* Begin Exercise material *
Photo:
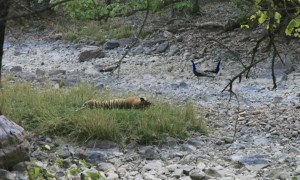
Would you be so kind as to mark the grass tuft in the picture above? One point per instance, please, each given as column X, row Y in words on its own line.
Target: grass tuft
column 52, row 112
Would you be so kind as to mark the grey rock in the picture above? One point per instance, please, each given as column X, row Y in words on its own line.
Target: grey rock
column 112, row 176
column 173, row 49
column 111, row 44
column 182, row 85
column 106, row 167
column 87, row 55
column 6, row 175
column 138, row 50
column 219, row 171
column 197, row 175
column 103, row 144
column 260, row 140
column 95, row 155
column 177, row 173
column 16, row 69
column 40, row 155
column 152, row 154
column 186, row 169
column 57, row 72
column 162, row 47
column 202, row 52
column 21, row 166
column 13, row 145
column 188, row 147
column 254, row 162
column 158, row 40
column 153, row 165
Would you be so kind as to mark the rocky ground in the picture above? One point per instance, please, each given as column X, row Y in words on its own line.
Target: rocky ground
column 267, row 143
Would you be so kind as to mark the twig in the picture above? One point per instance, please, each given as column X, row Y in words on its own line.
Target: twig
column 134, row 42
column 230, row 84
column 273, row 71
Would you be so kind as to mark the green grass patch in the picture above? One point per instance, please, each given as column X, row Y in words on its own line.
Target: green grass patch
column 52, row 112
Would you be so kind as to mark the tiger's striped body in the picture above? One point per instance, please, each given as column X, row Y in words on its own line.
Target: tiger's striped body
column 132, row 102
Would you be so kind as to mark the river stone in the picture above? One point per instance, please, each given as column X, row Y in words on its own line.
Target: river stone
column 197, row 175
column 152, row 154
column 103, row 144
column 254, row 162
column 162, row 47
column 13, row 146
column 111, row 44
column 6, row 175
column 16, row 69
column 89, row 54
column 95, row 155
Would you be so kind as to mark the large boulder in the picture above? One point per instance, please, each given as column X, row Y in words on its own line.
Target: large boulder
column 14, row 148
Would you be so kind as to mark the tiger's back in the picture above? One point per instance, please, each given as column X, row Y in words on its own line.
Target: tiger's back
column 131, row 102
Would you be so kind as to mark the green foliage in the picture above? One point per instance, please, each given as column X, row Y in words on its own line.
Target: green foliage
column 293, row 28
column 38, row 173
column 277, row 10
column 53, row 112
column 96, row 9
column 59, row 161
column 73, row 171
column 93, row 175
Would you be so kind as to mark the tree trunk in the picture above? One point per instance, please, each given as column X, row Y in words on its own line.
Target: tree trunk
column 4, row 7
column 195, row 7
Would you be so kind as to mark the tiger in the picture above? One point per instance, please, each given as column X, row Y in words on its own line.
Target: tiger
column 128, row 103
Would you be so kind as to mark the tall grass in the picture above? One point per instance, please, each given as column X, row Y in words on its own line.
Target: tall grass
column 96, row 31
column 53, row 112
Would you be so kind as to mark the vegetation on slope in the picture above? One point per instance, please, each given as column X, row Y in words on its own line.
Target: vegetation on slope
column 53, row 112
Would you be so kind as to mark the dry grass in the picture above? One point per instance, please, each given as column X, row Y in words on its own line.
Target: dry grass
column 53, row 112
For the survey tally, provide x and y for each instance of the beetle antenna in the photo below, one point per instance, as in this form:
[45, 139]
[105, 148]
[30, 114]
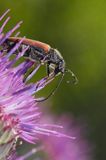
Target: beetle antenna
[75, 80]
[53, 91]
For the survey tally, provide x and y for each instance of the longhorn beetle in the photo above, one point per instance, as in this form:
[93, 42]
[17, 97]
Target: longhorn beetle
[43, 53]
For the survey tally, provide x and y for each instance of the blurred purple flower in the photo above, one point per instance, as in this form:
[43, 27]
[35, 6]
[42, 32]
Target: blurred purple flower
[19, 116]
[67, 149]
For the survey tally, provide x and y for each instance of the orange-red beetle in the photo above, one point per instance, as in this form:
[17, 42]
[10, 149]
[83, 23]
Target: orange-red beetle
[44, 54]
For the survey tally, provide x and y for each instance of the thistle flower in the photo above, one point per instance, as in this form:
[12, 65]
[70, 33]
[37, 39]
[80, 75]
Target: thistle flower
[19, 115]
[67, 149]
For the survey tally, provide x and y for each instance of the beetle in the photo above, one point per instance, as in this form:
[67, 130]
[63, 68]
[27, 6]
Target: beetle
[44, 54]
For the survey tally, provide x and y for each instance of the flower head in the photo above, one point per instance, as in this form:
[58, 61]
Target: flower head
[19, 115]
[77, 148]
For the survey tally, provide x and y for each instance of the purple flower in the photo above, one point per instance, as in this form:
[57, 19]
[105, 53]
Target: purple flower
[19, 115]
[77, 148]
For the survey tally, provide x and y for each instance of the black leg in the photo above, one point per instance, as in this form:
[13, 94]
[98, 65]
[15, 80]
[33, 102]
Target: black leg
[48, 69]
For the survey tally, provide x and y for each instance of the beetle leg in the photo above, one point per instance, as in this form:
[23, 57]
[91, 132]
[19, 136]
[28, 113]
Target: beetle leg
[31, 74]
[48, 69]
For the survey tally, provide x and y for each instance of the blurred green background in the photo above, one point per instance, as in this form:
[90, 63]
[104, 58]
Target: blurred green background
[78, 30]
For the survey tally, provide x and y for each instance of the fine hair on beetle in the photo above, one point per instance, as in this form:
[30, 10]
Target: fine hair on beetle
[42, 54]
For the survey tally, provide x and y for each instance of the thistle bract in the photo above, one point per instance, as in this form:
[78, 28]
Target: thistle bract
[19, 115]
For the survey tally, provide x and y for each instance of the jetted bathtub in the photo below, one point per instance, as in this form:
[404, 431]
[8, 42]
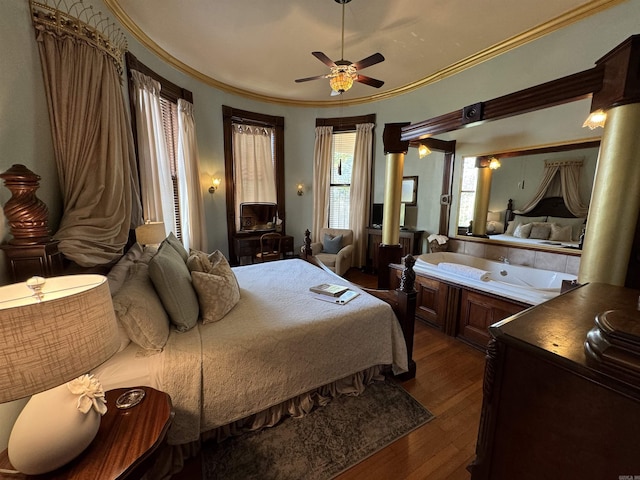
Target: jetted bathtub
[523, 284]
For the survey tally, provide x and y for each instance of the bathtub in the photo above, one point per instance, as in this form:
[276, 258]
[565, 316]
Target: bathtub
* End Exercise material *
* Begin Exercise material *
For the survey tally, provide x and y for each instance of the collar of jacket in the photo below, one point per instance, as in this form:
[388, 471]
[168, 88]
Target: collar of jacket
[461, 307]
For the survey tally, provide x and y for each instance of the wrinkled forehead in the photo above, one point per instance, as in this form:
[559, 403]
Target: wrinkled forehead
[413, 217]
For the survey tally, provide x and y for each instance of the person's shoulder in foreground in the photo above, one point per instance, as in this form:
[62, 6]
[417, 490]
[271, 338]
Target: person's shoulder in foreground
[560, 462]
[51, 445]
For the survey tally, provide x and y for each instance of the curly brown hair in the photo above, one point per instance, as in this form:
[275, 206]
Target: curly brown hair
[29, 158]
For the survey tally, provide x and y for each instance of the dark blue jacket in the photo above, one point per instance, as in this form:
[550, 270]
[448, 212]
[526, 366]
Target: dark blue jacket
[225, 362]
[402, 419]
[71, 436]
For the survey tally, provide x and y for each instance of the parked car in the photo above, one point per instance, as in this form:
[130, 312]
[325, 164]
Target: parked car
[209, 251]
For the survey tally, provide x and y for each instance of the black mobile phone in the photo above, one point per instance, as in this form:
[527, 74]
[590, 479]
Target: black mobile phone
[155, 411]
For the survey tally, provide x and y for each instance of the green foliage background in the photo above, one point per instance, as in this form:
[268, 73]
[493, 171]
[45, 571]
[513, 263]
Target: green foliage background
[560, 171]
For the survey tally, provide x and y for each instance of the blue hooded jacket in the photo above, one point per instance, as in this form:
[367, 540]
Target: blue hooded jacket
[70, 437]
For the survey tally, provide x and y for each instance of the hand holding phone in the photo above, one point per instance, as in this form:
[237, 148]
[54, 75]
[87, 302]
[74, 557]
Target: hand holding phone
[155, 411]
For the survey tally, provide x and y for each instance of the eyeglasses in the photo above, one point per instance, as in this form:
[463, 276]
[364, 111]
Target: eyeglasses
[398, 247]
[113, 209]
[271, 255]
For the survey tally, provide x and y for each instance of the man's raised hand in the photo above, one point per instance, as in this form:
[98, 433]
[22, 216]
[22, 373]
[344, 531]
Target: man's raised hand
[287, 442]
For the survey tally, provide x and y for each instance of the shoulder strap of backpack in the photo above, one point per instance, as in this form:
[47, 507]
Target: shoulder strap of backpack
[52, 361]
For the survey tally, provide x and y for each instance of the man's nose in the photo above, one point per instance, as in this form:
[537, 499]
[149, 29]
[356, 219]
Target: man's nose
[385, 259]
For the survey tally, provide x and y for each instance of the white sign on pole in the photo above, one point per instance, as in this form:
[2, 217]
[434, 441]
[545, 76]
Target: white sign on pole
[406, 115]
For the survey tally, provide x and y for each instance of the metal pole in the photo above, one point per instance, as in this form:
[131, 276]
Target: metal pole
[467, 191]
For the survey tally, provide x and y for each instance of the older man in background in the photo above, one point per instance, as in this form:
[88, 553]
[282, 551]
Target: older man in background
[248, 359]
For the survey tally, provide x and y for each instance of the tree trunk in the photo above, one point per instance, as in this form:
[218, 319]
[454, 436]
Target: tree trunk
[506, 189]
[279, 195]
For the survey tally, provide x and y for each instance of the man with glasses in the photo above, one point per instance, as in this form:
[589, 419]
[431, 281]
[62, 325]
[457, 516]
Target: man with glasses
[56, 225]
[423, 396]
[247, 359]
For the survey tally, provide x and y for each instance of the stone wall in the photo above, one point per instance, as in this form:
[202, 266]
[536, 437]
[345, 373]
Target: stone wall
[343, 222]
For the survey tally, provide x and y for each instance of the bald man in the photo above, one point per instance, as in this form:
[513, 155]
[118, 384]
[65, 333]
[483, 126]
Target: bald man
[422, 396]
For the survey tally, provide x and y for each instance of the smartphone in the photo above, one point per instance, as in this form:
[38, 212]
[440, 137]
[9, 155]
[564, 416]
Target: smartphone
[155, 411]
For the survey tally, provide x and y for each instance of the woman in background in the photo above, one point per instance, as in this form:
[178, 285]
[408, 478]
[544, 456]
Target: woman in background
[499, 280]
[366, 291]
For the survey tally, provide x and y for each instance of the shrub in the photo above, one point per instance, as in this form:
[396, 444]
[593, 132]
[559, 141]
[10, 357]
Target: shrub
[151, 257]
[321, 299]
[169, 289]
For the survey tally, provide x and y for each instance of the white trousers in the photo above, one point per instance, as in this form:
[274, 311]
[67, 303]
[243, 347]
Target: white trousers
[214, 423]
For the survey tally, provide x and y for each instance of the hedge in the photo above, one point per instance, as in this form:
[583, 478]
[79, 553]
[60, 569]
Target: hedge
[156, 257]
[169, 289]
* End Exercise material *
* Begin Exercise material *
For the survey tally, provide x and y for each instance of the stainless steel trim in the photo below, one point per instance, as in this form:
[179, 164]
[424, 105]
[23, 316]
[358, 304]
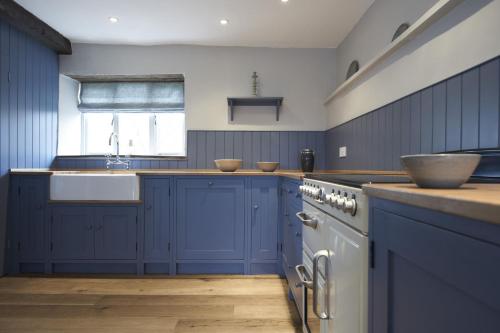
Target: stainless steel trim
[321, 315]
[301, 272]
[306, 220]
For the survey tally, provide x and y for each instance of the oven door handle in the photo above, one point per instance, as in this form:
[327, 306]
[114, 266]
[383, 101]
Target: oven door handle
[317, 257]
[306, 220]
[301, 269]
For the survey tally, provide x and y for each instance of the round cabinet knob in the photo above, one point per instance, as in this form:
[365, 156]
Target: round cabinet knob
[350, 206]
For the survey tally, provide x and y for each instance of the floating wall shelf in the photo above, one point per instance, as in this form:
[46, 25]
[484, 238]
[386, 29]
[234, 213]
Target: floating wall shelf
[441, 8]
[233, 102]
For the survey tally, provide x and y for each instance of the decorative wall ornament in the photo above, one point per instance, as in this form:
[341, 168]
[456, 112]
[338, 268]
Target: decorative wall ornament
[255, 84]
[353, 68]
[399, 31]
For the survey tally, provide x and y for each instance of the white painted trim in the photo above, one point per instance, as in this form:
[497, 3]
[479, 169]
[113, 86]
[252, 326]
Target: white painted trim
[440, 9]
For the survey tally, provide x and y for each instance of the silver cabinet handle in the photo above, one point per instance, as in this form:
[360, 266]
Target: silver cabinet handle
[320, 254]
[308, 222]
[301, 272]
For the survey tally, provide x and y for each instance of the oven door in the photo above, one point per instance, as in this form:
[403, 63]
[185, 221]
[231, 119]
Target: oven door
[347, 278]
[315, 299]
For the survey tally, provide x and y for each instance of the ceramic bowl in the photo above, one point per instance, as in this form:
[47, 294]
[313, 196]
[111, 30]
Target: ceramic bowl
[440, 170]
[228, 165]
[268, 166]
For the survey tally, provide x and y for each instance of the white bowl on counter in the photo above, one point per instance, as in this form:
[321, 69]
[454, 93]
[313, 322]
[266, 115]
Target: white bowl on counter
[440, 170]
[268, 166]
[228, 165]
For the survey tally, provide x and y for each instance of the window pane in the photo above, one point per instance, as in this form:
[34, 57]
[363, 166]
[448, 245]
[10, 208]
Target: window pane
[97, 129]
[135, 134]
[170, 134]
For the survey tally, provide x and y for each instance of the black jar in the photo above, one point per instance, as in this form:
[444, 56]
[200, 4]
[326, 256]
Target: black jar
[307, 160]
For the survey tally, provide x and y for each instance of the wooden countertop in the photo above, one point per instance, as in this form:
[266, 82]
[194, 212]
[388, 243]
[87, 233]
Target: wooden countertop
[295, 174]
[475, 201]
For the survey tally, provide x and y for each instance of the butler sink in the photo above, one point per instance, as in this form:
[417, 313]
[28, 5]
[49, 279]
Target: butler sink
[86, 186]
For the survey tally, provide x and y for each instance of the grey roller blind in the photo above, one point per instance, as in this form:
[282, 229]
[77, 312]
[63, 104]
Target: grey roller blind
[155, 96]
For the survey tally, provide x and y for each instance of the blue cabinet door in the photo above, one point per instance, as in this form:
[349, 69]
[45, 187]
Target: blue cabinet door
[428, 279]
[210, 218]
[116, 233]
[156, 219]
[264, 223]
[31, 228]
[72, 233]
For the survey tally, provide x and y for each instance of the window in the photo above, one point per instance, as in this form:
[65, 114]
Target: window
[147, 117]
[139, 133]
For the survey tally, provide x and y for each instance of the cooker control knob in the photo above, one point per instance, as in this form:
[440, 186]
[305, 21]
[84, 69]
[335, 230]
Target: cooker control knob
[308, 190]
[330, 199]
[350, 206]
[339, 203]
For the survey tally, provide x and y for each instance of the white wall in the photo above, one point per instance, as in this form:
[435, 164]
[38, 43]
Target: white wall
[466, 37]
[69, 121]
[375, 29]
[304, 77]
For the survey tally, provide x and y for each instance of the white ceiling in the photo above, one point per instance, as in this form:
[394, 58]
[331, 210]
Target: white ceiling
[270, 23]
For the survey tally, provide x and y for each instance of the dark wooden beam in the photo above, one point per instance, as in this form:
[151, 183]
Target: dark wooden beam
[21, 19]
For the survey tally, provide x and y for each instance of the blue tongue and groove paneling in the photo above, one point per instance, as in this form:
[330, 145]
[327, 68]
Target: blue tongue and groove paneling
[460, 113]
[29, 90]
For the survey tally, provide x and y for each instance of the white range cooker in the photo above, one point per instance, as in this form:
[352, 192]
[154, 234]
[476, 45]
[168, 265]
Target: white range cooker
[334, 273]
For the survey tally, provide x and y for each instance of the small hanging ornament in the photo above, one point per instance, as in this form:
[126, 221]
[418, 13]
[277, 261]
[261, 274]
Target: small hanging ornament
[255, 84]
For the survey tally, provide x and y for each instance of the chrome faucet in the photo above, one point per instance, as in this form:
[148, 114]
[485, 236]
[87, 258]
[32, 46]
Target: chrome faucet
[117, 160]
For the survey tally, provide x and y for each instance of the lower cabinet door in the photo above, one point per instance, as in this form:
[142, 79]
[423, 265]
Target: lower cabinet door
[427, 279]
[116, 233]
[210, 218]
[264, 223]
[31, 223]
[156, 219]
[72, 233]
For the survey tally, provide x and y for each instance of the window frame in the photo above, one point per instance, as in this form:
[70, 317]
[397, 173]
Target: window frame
* End Exercise material *
**The task:**
Locate each line in the items above that contains the word “curly”, and copy those lines.

**Finished task:**
For the survey tally, provide x and y for each instance of the curly brown hair in the photo above, one point per instance, as in this form:
Target: curly brown hair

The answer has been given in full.